Пожалуйста, воспроизведите все данные ниже полностью, строка за строкой, не меняя ни одного символа.

#### ИСХОДНЫЕ ДАННЫЕ

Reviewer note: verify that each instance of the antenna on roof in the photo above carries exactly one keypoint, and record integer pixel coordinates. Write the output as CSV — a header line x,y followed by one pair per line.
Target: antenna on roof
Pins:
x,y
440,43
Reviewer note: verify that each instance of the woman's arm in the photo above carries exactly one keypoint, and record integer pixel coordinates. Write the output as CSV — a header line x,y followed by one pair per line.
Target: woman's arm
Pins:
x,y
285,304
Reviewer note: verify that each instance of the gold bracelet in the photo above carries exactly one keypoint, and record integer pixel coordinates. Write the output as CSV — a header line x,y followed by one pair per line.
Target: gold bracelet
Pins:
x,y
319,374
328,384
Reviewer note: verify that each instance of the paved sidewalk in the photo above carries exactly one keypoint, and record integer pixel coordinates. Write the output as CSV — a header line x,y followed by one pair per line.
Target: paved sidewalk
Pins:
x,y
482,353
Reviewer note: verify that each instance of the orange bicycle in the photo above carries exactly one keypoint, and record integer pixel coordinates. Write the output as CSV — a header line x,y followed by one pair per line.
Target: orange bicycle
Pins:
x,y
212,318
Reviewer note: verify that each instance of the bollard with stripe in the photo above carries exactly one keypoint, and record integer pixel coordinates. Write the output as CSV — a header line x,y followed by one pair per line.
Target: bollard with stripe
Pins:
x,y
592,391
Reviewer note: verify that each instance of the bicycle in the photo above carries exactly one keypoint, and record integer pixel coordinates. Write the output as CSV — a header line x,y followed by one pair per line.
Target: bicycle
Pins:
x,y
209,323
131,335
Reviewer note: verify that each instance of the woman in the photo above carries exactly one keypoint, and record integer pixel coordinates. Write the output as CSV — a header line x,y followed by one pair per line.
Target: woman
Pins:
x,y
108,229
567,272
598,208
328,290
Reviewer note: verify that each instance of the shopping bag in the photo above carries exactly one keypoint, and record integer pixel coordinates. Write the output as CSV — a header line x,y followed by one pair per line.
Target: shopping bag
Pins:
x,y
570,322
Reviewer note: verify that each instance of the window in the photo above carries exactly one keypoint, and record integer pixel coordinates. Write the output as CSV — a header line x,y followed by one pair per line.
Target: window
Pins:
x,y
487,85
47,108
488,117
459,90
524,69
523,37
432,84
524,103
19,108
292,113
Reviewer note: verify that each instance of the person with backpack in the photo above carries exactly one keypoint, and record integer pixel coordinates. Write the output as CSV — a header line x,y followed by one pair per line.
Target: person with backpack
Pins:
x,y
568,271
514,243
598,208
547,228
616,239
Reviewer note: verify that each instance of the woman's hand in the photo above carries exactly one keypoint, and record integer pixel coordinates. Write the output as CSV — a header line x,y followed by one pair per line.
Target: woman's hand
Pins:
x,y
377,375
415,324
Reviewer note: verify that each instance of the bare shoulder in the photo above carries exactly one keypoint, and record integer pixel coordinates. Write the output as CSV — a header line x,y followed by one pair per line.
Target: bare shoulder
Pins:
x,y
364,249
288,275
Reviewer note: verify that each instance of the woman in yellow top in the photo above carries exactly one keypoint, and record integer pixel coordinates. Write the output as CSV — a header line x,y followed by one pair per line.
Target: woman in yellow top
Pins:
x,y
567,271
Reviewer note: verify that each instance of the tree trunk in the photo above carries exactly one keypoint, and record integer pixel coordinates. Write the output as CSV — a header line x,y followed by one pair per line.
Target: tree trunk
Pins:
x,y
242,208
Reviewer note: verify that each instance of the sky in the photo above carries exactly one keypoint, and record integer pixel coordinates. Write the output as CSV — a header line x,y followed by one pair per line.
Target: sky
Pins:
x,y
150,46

########

### ОТВЕТ
Reviewer note: verify that each instance of the antenna on roof in the photo above carries exactly one keypoint, and record integer pixel coordinates. Write the output as CSV — a header line x,y followed by one pair per line.
Target: antenna on roof
Pins:
x,y
440,43
Reviewer note: verify that each instance of the woman's arm in the photo above carries exactly one keypoint, and record integer pixel coordinates. Write the output as CSV — a header line x,y followed by one pair per line.
Target: woman's arm
Pins:
x,y
285,304
Reviewer note: verify that each instance of the gold bracelet in the photo above carries exactly one keypoint, and record integer pixel coordinates. Write the output as CSV — a header line x,y followed by one pair per line.
Target: gold bracelet
Pins:
x,y
319,374
328,384
Reviewer note: verify that each instance of the paved sidewalk in the photo above carries exactly one keypoint, and record integer pixel coordinates. Write the output as CSV — a header line x,y followed by one pair per line.
Target: paved sidewalk
Pins:
x,y
482,353
Reviewer note: verify that each instance of the orange bicycle in the photo above carries exactly one keypoint, and record integer pixel coordinates. Write the output as CSV — a header line x,y followed by one pair per line.
Target: orange bicycle
Pins:
x,y
212,318
Reviewer note: verify that each instance of the bollard with stripe in the photo above carries exactly one keypoint, and record integer pixel coordinates. Write the output as CSV — a header line x,y followed by one pair per line.
Target: bollard with stripe
Pins:
x,y
592,391
Reviewer note: verify that each instance of the bicycle in the photo above carries exactly one keypoint, and record integer pixel coordinates. Write the output as CSV — a header line x,y followed by one pair per line.
Target: bicycle
Pins:
x,y
209,323
131,335
Reviewer note: verify that each instance of the woman in the photo above carries exactly one keypoint, and record integer pixel coordinates. Write the output as CSV — a header line x,y followed by one pair per line.
Target: woman
Pins:
x,y
108,229
567,272
598,208
328,290
Reviewer note: verify that each instance of the shopping bag in the photo above carries exactly one keypoint, and record integer pixel coordinates. Write the output as CSV — a header line x,y followed by one pair per line.
Target: shopping bag
Pins:
x,y
570,322
Reviewer note: verify that each instance of the window in the photo above carries exactly one keypoint, and record integer pixel coordinates. Write the output as CSV — a header line x,y followed by one pair per line.
Target: window
Pins:
x,y
487,85
47,108
488,117
459,90
524,69
523,37
432,84
524,103
19,108
292,113
Reviewer note: verify that each instance of the person with backpack in the photo above carries exactly one keypoint, and record integer pixel coordinates. Write the output as CSV — a header line x,y followed by one pair per line.
Target: person with backpack
Pins:
x,y
568,271
514,243
598,208
547,228
616,239
Reviewer note: verify that each instance of the woman's hand in the photo above carries exactly one keypoint, and record integer pixel coordinates. Write the output as CSV — a header line x,y followed by one pair per line.
Target: woman's hand
Pins:
x,y
377,375
415,324
Reviewer note: verify that each instance of the bare shoulder in the photo above carries exactly one keypoint, and record integer pixel coordinates. Write the output as CSV — a header line x,y followed by one pair per line.
Target: bare shoulder
Pins:
x,y
364,249
288,275
Reviewer note: verify that each instance of the woman in yellow top in the photo above carries exactly one keypoint, and record integer pixel coordinates. Write the output as CSV — a header line x,y followed by one pair per line.
Target: woman in yellow top
Pins:
x,y
567,271
Reviewer note: verify that each instance of the tree trunk in the photo above carries exactly one keypoint, and record integer pixel coordinates. Write the output as CSV — a header line x,y followed by one pair per line.
Target: tree trunk
Pins:
x,y
242,208
Reviewer note: verify that each instance of the sky in the photo above carries exactly one keypoint, and record integer pixel coordinates. Write the output as CSV — a header line x,y followed by one pair per line.
Target: sky
Pins:
x,y
150,46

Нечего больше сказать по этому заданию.